### Problem to work on
Show all lines below holding the string "wall".

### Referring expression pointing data
+ + + + + + +
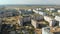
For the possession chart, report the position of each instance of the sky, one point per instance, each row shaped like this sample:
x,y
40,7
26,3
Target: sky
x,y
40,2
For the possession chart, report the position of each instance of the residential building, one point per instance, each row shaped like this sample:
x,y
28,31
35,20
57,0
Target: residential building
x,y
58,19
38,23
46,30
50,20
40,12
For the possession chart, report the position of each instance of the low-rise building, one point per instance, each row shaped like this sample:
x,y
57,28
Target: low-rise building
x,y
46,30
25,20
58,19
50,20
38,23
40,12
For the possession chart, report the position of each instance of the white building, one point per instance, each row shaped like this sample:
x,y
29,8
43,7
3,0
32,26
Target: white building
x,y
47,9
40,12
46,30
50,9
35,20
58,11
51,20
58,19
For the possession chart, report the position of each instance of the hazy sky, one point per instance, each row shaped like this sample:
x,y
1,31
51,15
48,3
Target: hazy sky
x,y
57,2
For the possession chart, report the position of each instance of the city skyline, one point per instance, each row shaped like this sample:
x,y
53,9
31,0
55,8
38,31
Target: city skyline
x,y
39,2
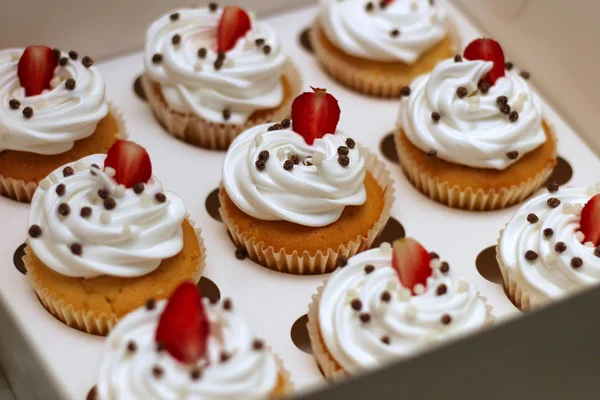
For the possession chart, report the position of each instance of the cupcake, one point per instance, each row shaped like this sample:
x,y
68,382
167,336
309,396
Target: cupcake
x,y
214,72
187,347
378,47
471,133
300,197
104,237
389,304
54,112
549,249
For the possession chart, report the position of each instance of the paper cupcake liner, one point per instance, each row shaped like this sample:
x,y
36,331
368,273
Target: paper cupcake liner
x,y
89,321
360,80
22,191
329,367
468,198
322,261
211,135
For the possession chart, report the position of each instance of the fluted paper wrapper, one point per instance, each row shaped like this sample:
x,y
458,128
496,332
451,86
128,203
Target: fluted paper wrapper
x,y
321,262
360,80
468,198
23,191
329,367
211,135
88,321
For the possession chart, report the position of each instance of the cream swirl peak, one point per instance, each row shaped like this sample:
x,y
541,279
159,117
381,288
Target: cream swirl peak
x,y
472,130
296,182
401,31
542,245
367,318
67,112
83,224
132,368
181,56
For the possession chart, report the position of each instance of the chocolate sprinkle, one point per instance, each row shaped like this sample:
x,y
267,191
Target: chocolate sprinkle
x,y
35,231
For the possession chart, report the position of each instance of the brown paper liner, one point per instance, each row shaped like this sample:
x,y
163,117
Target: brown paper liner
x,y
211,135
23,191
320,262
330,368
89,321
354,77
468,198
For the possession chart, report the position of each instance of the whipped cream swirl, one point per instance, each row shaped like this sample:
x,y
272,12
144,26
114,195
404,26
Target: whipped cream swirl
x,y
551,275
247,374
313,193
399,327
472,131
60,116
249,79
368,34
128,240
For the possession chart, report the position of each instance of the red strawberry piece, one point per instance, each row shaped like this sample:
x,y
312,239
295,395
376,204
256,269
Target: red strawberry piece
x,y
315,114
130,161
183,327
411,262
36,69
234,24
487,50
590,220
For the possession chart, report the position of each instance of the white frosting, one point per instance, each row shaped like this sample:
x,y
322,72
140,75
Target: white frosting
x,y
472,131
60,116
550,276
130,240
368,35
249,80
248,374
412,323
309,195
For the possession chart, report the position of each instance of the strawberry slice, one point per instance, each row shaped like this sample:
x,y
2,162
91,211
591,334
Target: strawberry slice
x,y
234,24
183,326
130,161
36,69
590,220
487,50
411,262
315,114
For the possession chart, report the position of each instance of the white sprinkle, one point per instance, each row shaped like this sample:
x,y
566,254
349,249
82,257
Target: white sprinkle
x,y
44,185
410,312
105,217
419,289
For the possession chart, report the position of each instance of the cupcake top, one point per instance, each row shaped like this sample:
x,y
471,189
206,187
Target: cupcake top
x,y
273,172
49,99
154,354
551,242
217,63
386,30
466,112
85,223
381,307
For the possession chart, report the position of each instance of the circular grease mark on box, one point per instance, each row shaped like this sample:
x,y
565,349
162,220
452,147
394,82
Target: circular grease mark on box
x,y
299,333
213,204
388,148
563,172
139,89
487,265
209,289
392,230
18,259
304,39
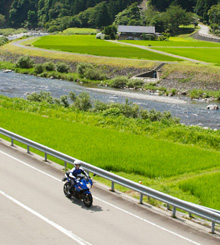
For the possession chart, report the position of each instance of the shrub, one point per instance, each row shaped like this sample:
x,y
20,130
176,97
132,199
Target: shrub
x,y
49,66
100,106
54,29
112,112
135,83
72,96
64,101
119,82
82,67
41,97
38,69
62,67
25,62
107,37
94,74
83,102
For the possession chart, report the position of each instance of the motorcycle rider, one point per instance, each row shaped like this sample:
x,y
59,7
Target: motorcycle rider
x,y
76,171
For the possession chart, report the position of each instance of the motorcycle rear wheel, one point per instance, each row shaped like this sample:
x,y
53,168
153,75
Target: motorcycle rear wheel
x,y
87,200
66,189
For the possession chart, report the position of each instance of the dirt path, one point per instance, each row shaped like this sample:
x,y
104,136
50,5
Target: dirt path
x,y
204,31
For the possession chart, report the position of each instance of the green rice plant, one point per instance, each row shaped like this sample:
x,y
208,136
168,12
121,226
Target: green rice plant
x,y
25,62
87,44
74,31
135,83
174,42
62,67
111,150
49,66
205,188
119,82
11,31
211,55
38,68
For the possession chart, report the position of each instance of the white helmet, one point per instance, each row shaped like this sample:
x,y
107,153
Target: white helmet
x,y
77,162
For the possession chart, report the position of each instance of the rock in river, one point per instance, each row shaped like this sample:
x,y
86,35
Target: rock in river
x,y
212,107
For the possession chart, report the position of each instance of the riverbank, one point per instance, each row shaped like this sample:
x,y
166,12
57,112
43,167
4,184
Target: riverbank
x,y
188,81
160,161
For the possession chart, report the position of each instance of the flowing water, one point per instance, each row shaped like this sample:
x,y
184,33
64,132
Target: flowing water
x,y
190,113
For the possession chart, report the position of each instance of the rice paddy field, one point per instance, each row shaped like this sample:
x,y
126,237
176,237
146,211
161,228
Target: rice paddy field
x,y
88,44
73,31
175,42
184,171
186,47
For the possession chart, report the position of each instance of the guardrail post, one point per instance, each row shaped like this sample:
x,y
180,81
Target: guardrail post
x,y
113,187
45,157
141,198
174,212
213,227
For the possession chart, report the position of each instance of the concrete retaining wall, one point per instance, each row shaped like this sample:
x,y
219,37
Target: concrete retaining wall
+ + + + + + +
### Your solution
For the possession chart, report the position of each instance of the concrete retaining wall, one point per instance, each row shaped like this sample:
Target: concrete retaining wall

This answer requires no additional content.